● **YOUR TASK**
In the entries below, count every line with the word "grass". Return only the count.

● **MATERIAL PROVIDED**
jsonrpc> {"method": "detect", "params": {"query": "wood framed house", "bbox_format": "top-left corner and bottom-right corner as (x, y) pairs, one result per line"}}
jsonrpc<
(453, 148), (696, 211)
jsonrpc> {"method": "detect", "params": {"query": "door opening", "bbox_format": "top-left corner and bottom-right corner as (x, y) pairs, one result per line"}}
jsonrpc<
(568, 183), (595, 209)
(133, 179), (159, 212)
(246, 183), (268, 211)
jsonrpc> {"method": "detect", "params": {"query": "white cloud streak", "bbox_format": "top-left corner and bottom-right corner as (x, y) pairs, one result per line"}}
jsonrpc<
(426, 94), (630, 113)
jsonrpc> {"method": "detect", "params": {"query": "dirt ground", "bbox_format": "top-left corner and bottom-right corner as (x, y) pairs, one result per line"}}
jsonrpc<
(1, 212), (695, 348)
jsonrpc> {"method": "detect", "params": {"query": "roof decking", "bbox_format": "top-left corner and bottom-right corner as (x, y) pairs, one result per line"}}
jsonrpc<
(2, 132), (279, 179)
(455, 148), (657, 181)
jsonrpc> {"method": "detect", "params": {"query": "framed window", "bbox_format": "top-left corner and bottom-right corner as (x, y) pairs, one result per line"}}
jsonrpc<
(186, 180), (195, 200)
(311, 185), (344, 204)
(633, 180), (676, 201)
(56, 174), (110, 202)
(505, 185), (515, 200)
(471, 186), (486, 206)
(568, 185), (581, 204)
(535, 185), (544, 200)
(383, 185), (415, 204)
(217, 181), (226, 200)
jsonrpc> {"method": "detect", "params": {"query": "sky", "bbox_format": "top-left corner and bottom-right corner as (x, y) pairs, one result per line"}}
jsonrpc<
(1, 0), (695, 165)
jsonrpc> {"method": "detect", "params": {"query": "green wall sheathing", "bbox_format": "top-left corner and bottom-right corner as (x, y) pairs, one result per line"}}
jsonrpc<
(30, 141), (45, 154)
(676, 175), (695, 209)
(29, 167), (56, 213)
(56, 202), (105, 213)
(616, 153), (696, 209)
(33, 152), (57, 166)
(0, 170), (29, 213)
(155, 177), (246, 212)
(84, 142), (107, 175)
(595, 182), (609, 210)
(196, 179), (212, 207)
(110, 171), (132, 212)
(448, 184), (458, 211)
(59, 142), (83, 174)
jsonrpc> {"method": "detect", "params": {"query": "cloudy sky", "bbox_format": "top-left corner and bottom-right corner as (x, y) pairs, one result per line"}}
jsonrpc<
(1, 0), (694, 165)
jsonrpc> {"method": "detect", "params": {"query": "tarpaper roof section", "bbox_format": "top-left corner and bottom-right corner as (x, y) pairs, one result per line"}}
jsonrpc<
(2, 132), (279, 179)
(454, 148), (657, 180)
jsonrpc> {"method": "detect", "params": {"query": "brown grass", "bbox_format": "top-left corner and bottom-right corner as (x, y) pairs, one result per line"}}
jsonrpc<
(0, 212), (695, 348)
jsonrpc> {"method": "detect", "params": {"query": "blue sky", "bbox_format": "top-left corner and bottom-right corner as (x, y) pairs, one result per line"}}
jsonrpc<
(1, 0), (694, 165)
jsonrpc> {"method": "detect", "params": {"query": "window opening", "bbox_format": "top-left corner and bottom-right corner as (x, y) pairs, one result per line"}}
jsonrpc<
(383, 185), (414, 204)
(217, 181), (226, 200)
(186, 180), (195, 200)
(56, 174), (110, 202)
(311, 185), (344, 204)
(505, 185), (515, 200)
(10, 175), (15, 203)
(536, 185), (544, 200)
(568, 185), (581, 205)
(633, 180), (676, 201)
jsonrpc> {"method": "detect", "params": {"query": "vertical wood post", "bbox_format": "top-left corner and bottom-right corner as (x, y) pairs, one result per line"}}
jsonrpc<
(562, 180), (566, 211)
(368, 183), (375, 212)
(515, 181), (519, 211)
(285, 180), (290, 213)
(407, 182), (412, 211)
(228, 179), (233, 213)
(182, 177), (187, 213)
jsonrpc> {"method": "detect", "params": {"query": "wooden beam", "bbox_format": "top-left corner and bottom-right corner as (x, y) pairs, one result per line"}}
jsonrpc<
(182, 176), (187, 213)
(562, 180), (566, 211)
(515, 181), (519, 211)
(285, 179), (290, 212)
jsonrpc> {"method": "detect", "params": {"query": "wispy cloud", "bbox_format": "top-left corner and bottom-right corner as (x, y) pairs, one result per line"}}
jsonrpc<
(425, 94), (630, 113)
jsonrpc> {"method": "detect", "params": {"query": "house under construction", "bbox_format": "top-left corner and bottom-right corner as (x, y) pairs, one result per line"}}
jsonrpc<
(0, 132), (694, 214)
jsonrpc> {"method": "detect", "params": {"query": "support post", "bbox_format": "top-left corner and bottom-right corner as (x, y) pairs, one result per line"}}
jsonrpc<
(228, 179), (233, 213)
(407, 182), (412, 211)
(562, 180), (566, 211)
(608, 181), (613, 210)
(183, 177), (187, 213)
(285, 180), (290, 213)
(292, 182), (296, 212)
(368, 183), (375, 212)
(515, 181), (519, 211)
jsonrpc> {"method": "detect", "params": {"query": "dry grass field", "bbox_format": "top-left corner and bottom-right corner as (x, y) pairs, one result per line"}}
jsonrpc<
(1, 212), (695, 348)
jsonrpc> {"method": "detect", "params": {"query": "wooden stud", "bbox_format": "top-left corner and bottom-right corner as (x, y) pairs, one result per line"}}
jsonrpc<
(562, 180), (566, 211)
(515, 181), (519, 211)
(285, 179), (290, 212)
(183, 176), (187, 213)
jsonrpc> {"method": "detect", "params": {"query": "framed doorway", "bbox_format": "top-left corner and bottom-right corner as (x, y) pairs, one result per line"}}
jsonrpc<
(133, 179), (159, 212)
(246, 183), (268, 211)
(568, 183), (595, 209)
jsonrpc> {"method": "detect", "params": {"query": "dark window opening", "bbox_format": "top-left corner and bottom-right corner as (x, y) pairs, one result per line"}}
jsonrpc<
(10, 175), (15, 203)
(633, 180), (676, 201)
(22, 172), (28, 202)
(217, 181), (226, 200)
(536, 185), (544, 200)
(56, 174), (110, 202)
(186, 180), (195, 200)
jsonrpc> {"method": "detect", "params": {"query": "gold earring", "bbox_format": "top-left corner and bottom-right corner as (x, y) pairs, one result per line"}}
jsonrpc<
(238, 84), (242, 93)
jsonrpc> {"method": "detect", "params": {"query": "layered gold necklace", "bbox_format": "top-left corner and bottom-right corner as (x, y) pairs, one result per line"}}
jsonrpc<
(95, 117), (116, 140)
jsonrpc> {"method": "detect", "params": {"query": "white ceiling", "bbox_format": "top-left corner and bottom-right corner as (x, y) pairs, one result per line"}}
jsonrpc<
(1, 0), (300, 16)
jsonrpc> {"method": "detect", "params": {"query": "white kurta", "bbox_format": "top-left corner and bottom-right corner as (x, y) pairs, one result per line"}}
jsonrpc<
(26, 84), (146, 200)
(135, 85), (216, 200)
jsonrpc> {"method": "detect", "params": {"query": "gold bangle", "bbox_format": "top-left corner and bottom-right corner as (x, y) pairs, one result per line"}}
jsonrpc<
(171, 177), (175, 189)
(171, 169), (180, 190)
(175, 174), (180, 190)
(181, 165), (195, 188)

● **TASK OUTPUT**
2